Exercise prompt -> Turn the entries, from their beginning through the line containing "274, 348, 402, 515" (that line included), into a numbered list with blank lines dropped. Leave out the picture.

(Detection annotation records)
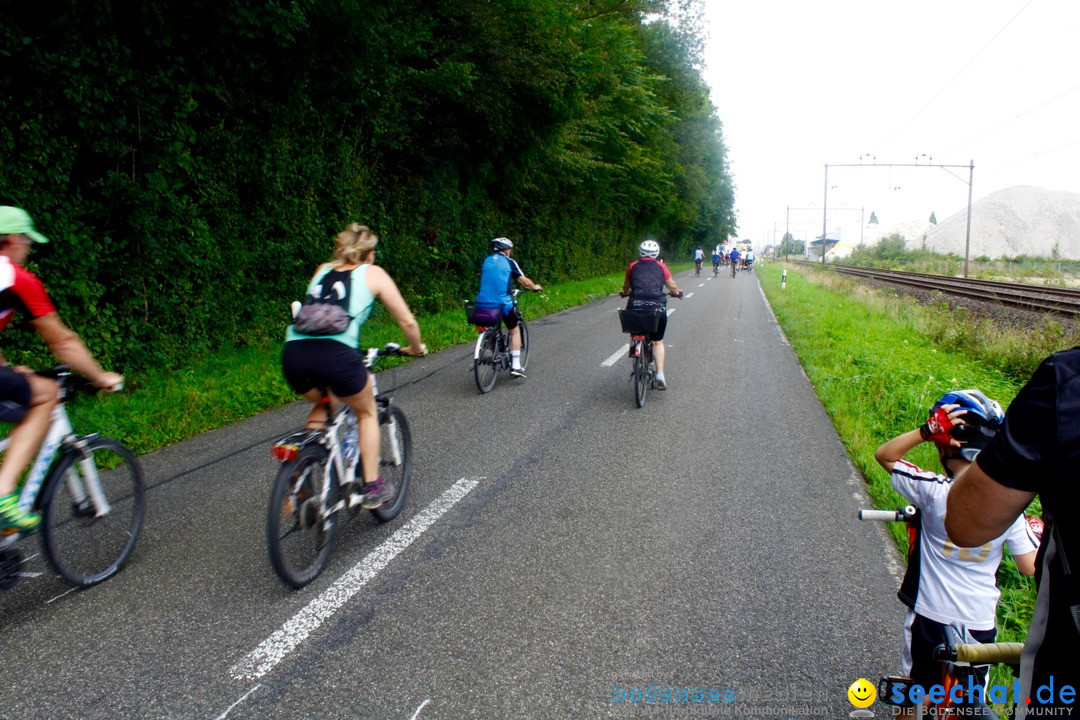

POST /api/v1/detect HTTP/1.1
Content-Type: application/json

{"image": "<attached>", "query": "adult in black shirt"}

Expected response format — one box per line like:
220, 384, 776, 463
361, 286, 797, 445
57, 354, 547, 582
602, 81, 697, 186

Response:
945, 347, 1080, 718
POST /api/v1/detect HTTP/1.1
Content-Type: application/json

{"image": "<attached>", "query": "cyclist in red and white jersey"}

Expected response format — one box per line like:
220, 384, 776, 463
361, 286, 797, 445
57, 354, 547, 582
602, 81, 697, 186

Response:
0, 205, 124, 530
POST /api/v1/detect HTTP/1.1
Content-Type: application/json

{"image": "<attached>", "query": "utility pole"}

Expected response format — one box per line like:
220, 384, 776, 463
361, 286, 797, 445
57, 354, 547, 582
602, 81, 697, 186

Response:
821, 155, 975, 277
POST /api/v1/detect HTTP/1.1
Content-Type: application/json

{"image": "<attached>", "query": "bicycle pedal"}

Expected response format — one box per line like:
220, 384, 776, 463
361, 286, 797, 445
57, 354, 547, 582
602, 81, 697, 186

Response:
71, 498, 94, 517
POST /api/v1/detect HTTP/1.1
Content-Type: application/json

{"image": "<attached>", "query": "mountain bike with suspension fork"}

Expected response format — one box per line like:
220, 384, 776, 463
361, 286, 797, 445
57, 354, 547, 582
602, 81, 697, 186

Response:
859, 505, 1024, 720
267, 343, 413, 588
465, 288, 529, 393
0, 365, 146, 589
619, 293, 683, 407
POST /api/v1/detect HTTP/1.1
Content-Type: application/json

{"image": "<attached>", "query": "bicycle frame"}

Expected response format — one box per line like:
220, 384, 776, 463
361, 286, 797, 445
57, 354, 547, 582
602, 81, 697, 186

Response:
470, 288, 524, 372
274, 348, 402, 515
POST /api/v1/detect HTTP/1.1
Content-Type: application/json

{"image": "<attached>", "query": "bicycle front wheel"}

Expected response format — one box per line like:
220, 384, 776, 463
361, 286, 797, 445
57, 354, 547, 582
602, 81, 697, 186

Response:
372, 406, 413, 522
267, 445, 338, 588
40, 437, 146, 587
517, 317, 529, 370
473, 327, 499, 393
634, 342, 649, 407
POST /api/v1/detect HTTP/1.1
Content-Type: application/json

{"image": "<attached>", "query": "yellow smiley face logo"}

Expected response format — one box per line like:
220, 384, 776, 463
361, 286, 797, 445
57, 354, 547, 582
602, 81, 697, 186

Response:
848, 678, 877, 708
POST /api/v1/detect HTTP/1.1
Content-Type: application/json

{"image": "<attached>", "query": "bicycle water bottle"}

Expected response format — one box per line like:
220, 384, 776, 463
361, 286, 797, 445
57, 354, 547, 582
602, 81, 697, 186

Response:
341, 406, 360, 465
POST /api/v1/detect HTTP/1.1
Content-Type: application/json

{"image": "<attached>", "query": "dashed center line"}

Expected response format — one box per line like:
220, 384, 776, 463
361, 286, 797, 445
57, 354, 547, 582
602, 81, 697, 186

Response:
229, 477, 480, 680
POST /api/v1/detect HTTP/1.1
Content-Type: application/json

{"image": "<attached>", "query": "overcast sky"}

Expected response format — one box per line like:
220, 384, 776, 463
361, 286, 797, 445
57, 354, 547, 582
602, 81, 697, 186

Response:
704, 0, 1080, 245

Response to this task ->
1. POST /api/v1/detect HTTP/1.1
2. Content-Type: application/json
3. {"image": "<attached>", "query": "adult in black shirt"}
4. Expected response format — one box per line like:
5. 220, 384, 776, 463
6. 361, 286, 797, 445
7. 57, 354, 547, 582
8. 602, 81, 697, 186
9. Response:
10. 945, 347, 1080, 718
11. POST /api/v1/detect HTTP/1.1
12. Content-Type: application/json
13. {"image": "<attached>", "query": "cyclist in red and white jersey"}
14. Expected response format — one box per line like:
15. 220, 384, 776, 463
16. 361, 286, 797, 445
17. 57, 354, 547, 582
18. 602, 81, 697, 186
19. Response:
20. 0, 205, 124, 530
21. POST /api/v1/detect HTTP/1.1
22. Content-Type: application/json
23. {"image": "<attached>", "query": "utility pole"}
24. Expected response format — one box per line like:
25. 220, 384, 776, 463
26. 361, 286, 797, 445
27. 57, 354, 547, 582
28. 602, 81, 697, 186
29. Response:
30. 821, 155, 975, 277
31. POST /api/v1/detect HTTP/1.1
32. Content-Type: application/json
33. {"image": "<attached>", "query": "bicycle pedal"}
34. Expected response format — one box per line like:
35. 220, 384, 776, 463
36. 361, 286, 797, 445
37. 57, 354, 547, 582
38. 602, 81, 697, 186
39. Response:
40. 71, 498, 94, 517
41. POST /api/v1/detect HTTP/1.1
42. Content-Type: application/json
43. {"image": "<attached>", "query": "mountain bike with suspension fork"}
44. Expected response format — one box per line like:
45. 220, 384, 776, 463
46. 361, 286, 797, 445
47. 57, 354, 547, 582
48. 602, 81, 697, 186
49. Response:
50. 859, 505, 1024, 720
51. 267, 343, 413, 588
52. 465, 288, 529, 393
53. 0, 365, 146, 589
54. 619, 293, 683, 407
55. POST /api/v1/detect HTTP/1.1
56. Content-Type: application/json
57. {"image": "<attached>", "query": "bicycle frame"}
58. Expected response format — one box per line like:
59. 220, 384, 776, 463
60. 361, 286, 797, 445
61. 57, 354, 547, 582
62. 602, 81, 697, 186
63. Response:
64. 470, 288, 524, 372
65. 274, 348, 402, 515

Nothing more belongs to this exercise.